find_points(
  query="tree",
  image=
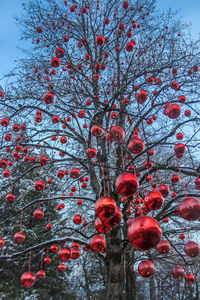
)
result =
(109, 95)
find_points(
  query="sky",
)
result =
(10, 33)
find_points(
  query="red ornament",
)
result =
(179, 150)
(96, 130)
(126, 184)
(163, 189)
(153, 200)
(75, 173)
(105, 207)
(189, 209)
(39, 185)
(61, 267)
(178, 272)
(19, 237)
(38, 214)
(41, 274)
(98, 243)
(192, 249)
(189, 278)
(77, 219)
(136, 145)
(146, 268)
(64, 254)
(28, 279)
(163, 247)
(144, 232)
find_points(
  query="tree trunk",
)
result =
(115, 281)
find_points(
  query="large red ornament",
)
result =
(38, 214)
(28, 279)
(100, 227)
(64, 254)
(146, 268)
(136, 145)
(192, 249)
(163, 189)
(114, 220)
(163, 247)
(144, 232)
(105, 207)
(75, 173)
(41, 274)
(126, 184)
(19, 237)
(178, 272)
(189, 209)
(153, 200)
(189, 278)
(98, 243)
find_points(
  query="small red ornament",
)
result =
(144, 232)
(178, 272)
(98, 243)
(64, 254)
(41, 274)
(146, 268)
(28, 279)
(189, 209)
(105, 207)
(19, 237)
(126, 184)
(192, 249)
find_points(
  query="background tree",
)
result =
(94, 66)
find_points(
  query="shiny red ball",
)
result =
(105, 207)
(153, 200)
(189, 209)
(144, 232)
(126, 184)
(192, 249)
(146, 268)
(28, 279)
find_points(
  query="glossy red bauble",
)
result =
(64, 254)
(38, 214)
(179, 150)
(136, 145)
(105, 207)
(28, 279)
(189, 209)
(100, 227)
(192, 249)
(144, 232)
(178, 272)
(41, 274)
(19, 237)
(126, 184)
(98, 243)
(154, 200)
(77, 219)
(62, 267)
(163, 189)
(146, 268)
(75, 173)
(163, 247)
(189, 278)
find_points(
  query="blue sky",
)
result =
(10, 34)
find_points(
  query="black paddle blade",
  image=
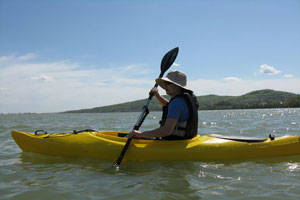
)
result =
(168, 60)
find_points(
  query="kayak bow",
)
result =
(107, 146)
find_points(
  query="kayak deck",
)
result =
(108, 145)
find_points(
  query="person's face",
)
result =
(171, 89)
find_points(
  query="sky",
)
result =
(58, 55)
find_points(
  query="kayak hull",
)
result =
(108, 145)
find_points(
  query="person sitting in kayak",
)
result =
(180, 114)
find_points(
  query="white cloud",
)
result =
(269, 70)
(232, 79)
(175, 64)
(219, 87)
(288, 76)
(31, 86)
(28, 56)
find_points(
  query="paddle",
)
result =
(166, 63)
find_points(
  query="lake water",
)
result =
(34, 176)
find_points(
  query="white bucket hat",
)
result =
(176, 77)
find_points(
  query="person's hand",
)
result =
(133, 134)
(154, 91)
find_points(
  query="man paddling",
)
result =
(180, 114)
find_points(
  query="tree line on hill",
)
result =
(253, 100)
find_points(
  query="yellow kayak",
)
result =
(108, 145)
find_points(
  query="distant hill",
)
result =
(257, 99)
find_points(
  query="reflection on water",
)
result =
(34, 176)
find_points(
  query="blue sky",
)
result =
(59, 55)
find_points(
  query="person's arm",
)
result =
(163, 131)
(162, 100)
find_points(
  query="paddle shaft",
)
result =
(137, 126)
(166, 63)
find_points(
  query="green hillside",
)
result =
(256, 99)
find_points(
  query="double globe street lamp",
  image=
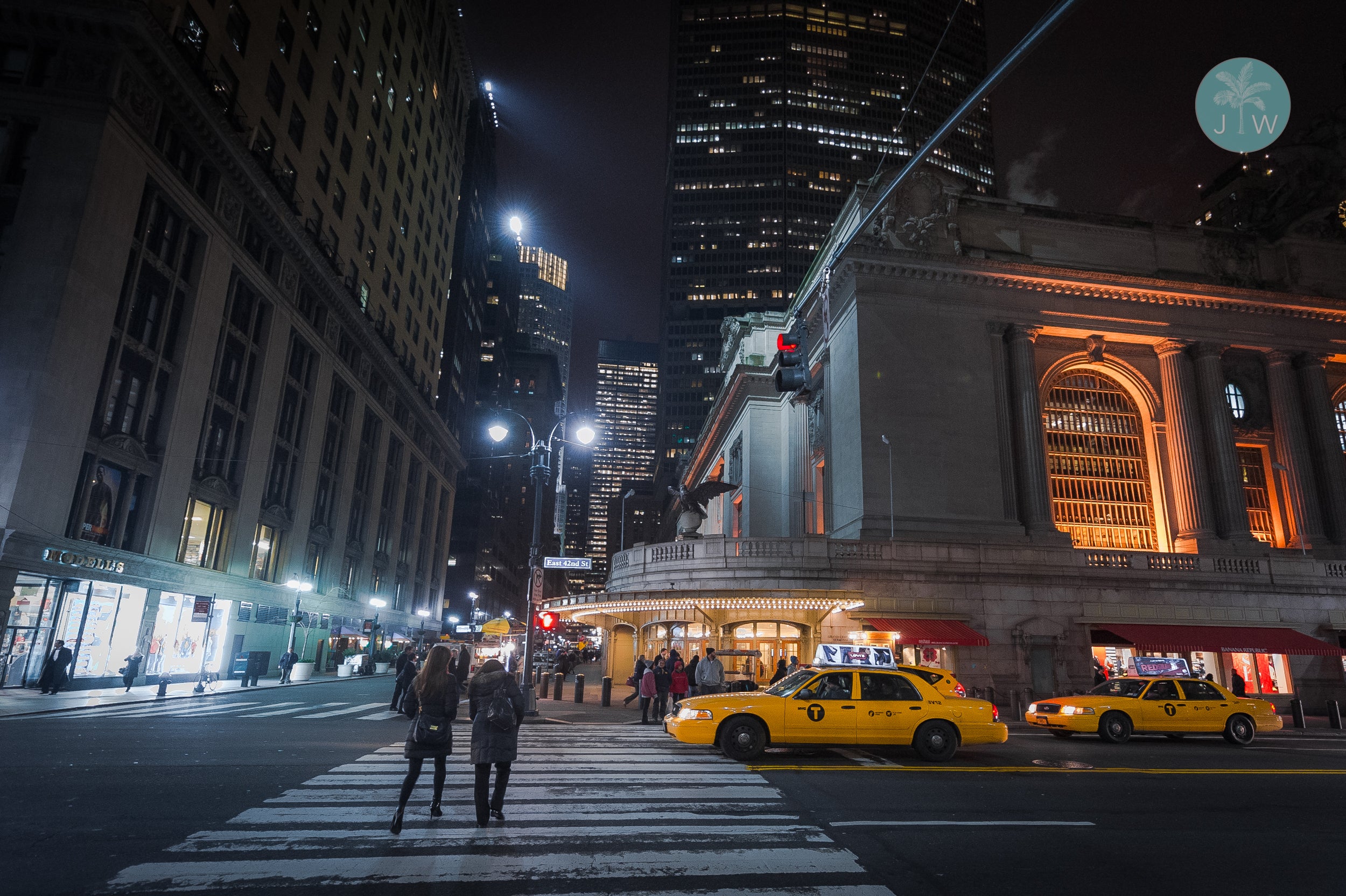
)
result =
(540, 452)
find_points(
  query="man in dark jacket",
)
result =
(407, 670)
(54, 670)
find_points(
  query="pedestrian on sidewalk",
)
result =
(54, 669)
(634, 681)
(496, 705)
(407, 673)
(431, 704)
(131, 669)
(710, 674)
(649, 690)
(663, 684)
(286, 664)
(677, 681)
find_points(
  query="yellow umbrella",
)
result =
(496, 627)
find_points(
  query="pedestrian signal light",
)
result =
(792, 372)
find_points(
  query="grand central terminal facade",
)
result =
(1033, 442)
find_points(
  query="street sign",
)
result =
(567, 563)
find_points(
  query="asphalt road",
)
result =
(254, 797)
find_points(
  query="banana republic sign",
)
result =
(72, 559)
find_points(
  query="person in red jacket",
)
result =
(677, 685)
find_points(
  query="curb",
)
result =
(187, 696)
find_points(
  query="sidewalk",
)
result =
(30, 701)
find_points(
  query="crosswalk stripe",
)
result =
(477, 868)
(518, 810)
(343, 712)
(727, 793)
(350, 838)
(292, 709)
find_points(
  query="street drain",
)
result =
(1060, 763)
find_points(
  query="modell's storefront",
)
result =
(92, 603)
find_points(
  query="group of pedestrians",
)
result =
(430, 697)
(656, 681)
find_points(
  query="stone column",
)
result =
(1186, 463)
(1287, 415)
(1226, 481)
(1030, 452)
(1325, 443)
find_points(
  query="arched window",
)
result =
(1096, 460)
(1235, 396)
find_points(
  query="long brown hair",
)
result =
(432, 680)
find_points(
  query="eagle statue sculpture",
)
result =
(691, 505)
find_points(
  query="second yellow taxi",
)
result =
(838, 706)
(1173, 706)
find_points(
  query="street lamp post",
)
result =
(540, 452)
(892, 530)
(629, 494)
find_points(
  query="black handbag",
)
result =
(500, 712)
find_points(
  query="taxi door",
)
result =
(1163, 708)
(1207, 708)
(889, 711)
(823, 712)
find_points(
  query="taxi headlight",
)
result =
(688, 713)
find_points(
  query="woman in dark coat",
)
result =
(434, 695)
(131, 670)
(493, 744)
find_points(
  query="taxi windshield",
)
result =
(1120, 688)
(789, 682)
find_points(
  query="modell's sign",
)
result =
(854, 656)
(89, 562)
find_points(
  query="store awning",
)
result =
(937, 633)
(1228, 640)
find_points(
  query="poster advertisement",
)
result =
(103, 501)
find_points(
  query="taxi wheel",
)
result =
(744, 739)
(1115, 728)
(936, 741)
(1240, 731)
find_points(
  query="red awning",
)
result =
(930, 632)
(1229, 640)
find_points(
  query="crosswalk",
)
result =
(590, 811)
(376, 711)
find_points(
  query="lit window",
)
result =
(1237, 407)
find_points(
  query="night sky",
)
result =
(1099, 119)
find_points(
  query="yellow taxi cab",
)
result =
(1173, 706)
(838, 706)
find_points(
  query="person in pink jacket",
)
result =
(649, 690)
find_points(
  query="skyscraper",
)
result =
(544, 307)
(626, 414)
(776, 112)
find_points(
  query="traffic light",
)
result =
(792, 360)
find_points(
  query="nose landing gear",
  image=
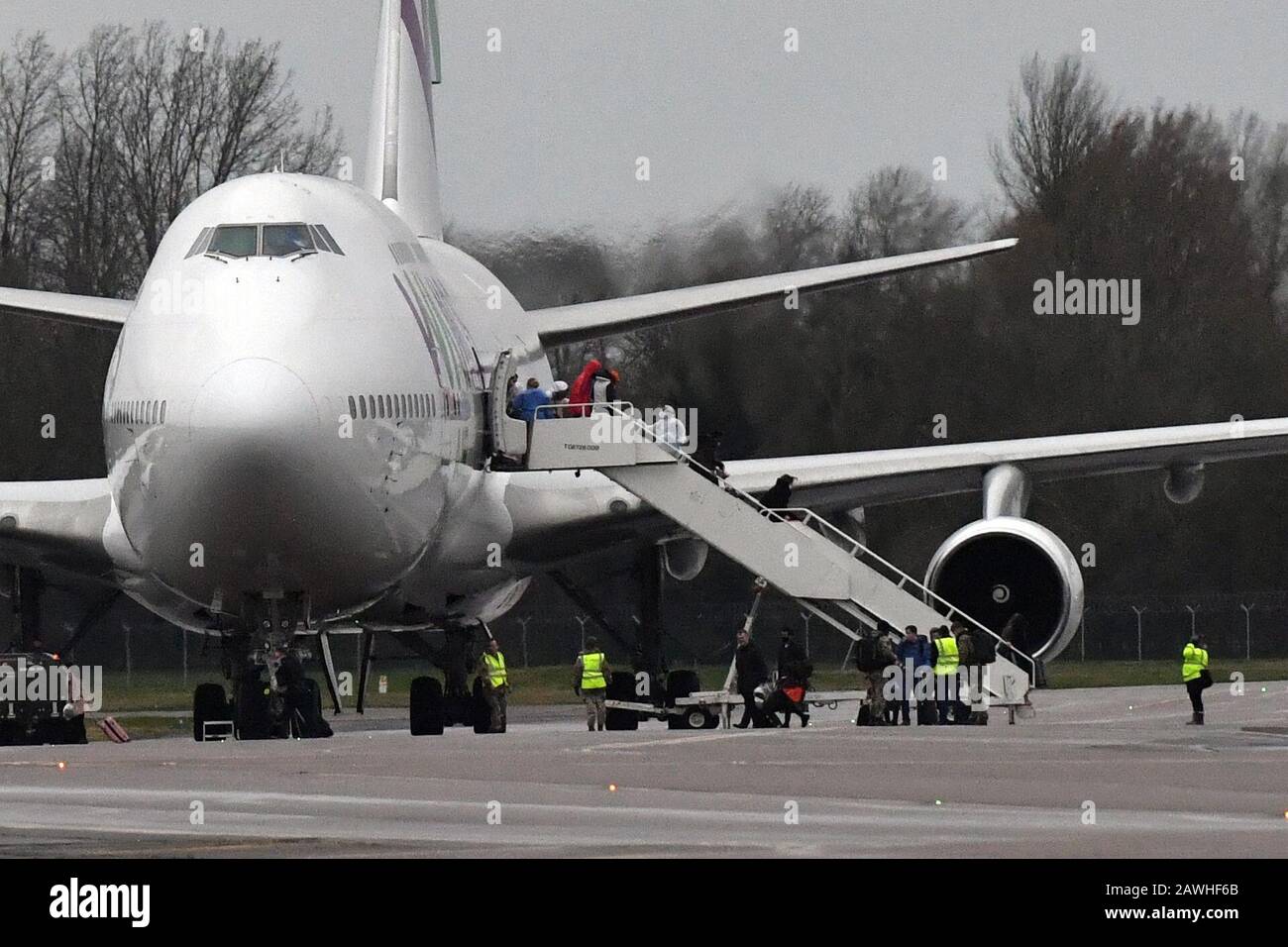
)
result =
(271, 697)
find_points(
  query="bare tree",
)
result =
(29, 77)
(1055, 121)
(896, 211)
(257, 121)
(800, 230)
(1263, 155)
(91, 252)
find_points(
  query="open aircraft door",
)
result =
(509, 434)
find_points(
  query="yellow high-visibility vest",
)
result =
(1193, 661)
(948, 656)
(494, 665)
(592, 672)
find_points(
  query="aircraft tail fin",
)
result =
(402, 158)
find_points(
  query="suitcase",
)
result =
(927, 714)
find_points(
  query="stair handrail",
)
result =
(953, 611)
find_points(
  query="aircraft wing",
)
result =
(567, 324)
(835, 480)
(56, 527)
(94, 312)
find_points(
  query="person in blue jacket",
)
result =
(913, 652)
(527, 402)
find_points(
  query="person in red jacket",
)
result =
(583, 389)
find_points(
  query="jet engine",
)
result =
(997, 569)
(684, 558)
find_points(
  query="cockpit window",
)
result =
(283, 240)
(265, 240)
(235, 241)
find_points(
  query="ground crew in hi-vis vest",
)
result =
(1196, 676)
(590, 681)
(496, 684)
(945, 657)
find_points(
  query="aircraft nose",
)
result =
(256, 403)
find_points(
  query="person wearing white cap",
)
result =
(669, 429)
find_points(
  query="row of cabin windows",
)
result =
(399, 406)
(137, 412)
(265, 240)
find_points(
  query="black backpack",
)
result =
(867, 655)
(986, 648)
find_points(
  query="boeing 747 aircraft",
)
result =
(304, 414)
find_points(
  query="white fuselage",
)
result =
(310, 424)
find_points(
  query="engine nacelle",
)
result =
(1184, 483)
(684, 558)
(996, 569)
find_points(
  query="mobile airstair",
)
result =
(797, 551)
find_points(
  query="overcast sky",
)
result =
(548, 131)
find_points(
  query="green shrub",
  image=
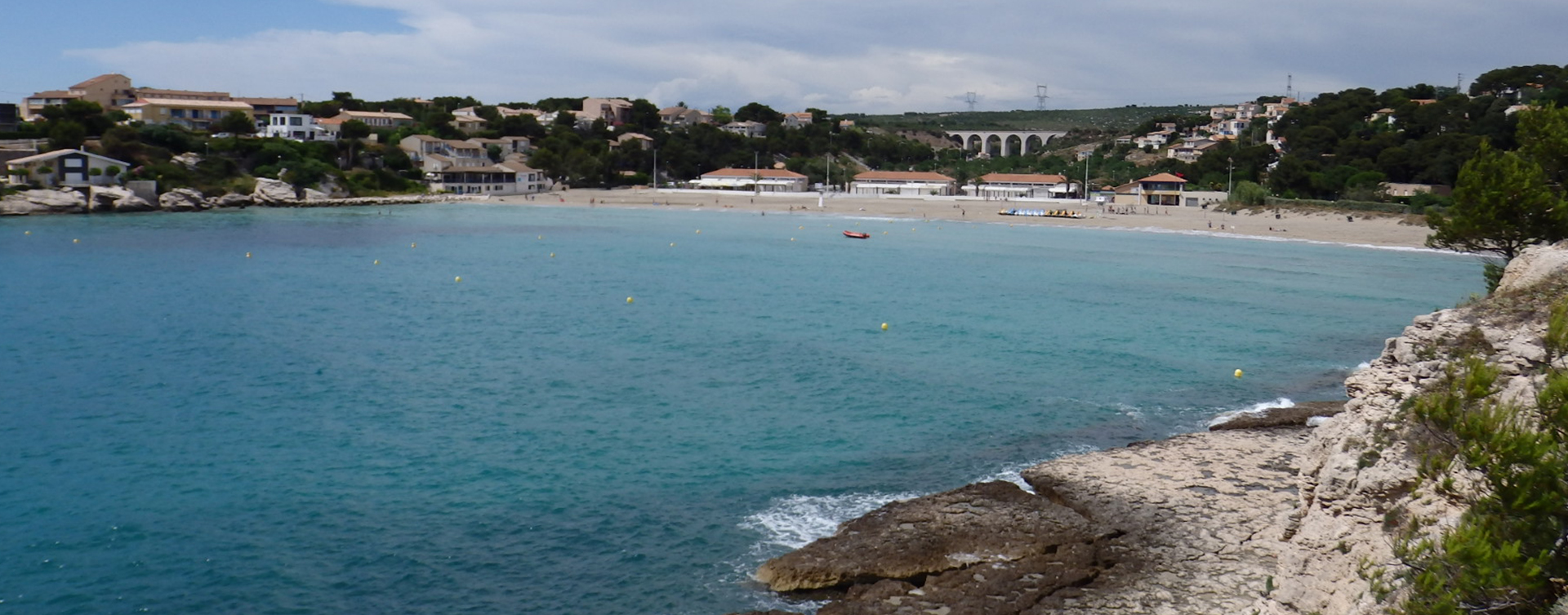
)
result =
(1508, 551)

* * *

◆ **YOUR INSTRUCTIONS**
Lines above with "sidewalk" in them are the ones to copy.

◆ **SOLUTION BELOW**
  query="pedestrian on sidewalk",
  query="sidewalk",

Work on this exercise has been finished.